[[ Dataset records, beginning ]]
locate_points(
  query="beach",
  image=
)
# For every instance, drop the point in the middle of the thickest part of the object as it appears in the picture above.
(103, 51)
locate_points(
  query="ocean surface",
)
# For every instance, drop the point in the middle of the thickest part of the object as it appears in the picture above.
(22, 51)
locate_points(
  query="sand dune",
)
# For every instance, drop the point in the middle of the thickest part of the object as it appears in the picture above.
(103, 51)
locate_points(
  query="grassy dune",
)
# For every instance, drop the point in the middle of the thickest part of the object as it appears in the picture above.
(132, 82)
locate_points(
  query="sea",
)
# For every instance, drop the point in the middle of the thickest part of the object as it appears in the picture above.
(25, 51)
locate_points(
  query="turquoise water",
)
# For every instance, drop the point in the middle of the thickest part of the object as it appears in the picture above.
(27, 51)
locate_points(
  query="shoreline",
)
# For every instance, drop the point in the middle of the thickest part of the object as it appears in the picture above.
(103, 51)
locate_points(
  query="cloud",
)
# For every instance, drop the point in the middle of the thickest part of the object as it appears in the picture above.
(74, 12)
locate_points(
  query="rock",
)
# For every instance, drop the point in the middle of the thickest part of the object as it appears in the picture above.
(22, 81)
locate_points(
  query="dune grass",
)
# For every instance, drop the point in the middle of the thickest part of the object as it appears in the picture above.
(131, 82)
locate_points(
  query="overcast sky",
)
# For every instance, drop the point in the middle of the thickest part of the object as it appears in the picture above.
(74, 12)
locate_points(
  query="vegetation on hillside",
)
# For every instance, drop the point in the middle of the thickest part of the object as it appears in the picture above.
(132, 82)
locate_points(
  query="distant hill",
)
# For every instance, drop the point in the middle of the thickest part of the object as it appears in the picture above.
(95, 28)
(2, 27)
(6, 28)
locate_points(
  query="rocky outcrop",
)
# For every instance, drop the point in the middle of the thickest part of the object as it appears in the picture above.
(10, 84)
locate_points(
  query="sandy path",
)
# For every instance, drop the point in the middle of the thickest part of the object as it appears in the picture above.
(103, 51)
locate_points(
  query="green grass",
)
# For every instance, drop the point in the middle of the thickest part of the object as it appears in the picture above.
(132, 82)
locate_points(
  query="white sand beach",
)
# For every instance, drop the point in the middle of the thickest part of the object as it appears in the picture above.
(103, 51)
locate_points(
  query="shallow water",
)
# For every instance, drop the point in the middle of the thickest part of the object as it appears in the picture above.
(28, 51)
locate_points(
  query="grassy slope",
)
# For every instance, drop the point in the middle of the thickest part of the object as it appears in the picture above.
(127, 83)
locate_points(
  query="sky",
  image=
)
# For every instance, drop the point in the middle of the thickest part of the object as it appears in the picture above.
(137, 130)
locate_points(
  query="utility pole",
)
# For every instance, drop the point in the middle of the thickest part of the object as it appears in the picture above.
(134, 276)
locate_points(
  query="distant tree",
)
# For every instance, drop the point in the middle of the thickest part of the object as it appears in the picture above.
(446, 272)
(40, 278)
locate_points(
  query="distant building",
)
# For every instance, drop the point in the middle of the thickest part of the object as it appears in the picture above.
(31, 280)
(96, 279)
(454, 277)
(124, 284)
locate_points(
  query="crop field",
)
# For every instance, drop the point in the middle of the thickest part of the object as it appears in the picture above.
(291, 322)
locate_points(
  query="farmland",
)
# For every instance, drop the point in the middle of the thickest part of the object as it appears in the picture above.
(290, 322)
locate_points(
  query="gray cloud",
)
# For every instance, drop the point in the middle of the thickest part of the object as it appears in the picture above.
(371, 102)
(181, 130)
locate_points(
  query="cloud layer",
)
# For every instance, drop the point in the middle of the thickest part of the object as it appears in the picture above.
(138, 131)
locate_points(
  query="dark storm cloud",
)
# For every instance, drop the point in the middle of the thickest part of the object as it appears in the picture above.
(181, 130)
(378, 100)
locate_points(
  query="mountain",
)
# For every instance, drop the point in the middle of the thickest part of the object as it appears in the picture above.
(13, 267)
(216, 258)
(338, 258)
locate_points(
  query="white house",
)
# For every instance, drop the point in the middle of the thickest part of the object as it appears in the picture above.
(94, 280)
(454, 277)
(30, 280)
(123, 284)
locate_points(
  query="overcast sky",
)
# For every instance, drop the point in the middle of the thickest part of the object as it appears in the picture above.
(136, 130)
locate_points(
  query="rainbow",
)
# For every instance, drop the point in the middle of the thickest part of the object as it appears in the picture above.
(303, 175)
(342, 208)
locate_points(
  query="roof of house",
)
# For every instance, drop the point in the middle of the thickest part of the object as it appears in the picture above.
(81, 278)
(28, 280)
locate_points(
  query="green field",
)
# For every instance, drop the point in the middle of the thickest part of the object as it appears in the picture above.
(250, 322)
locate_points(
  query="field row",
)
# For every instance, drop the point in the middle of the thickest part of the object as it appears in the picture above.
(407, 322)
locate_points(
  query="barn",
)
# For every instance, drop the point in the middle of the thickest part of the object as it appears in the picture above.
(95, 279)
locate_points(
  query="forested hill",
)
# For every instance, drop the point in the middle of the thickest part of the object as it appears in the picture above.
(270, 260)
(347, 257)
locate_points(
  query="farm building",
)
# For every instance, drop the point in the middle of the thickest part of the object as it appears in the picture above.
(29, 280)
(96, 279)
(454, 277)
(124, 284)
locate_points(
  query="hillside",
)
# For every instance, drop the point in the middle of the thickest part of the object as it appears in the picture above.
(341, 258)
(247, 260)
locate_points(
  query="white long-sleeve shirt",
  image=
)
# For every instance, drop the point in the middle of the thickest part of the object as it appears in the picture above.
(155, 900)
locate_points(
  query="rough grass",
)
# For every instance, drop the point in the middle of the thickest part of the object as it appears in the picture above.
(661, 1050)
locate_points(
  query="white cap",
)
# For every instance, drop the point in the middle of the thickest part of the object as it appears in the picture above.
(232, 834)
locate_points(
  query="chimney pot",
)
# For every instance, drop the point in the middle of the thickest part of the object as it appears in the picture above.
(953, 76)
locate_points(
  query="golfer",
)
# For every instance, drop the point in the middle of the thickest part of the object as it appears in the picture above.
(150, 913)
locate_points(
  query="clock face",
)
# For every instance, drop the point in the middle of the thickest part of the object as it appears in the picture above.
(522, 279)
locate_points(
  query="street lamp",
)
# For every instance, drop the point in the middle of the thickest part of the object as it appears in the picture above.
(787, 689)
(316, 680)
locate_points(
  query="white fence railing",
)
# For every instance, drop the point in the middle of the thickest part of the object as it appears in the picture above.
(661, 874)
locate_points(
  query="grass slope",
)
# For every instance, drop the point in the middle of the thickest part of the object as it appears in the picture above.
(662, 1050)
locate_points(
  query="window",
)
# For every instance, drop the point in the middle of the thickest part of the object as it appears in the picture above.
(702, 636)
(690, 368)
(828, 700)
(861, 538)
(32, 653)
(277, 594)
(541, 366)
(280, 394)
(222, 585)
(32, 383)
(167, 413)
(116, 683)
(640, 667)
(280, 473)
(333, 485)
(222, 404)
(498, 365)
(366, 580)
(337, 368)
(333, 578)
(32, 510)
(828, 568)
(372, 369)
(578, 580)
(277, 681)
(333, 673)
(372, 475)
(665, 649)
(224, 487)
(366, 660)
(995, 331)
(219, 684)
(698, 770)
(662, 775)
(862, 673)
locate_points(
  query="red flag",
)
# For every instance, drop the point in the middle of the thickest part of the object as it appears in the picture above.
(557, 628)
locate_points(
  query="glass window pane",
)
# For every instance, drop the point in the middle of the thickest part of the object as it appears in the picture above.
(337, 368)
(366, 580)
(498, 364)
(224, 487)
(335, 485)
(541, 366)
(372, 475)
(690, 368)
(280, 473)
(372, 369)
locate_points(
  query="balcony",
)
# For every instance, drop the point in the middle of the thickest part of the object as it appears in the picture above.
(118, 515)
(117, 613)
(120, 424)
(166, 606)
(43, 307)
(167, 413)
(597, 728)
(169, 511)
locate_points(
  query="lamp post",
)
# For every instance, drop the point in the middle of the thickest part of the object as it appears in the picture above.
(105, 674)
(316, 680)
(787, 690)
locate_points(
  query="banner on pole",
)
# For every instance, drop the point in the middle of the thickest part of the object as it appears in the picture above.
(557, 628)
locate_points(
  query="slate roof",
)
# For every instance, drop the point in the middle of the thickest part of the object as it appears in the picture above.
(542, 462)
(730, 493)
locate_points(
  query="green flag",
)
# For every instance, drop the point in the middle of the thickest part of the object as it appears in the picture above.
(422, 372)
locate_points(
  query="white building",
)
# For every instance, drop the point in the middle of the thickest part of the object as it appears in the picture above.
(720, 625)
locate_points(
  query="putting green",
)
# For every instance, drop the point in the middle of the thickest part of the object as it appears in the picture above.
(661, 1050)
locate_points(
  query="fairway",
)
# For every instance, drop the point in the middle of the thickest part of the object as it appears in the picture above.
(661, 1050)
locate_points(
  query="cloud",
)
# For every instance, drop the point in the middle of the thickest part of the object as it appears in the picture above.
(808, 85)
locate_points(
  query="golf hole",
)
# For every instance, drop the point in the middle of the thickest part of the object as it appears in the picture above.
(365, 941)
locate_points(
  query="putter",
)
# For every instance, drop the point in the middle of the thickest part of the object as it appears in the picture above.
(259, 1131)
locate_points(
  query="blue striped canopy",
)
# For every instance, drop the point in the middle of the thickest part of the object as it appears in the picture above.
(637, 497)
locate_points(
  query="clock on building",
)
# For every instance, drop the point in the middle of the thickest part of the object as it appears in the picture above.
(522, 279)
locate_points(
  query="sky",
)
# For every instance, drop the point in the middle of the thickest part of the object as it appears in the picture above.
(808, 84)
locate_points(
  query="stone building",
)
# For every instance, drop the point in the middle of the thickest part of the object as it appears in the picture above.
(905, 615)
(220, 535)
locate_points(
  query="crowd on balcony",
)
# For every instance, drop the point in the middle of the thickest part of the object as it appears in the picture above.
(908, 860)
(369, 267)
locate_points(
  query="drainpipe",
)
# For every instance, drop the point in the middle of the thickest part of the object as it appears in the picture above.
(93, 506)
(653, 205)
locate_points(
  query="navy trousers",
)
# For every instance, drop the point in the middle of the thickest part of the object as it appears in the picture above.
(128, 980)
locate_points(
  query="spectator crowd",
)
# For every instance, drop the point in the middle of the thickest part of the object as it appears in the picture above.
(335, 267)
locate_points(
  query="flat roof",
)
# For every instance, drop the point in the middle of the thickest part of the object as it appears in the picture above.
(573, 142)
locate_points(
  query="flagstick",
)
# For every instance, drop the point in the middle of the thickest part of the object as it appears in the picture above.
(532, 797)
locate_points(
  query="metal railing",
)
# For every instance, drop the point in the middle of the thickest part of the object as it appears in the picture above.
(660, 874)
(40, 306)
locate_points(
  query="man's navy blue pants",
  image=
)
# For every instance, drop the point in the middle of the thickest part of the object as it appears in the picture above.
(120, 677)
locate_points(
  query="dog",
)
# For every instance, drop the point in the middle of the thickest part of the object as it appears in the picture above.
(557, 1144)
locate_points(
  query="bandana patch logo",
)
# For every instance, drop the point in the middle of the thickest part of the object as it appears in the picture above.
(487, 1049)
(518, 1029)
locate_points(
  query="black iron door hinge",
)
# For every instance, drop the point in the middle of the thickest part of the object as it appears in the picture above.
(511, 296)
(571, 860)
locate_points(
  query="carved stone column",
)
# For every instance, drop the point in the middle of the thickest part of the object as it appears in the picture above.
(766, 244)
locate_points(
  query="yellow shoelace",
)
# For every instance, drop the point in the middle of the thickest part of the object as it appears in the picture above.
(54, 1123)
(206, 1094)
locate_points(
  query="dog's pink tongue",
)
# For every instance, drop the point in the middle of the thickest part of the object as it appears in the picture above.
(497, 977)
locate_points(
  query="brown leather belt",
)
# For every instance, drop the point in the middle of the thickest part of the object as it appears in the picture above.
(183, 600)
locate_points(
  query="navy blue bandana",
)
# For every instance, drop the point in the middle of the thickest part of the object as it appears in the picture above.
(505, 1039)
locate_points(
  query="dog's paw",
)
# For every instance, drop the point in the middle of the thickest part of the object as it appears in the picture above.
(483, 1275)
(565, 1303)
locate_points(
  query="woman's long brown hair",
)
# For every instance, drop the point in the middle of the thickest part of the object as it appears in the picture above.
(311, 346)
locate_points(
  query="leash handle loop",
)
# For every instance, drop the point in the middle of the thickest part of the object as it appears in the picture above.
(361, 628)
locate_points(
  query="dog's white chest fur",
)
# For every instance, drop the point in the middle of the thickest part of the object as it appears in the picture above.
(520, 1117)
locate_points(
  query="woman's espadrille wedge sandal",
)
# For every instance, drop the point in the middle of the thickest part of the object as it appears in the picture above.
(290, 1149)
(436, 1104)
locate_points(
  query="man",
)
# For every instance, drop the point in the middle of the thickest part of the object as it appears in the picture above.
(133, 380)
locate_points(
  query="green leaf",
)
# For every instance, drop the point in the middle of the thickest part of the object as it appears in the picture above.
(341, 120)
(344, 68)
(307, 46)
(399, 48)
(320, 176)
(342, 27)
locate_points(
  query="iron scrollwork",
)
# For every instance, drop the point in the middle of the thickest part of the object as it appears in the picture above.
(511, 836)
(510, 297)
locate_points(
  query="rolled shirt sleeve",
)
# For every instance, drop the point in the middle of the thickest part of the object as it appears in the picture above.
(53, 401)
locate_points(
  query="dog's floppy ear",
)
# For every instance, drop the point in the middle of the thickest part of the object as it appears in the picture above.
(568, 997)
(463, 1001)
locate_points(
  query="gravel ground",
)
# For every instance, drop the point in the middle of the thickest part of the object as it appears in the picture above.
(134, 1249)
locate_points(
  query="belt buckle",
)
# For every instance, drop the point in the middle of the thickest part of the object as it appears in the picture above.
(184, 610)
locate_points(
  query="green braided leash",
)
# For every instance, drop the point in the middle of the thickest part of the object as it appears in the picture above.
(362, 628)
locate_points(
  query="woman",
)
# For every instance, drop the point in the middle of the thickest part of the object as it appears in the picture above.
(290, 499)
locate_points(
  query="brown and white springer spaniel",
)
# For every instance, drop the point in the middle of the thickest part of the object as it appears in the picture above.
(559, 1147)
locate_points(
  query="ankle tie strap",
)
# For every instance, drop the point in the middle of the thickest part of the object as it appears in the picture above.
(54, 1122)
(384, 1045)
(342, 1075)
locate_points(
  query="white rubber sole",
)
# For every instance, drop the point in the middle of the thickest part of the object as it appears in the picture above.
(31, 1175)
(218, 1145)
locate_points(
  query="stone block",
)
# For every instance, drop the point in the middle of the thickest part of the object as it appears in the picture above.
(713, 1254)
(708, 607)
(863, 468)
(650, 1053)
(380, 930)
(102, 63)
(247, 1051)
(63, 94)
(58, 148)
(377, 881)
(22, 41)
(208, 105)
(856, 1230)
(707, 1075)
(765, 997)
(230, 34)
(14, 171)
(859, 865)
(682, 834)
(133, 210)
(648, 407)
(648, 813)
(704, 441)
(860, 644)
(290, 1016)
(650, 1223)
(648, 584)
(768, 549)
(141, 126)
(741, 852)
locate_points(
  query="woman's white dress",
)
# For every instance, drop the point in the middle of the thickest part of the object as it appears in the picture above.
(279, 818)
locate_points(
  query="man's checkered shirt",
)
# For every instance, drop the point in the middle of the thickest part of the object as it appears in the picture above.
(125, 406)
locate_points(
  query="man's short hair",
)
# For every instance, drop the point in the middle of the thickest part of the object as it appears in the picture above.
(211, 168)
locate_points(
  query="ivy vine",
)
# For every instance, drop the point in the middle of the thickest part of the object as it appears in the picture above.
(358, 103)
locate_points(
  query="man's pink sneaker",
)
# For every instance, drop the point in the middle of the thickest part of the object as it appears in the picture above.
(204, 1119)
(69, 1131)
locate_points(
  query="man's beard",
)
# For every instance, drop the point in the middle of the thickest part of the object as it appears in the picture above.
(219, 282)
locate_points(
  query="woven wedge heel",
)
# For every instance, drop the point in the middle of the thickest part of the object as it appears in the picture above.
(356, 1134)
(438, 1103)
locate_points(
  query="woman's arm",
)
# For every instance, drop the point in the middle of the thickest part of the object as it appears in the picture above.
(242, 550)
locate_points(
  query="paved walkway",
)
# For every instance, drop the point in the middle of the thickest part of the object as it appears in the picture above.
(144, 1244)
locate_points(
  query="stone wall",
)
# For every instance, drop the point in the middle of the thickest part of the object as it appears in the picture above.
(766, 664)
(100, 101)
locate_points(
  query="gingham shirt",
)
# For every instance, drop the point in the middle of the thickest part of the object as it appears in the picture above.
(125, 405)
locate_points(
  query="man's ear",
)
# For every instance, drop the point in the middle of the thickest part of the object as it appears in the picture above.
[[ Dataset records, end ]]
### Try it
Copy out all lines above holding "bandana".

### Your solution
  query="bandana patch logo",
  query="navy blue bandana",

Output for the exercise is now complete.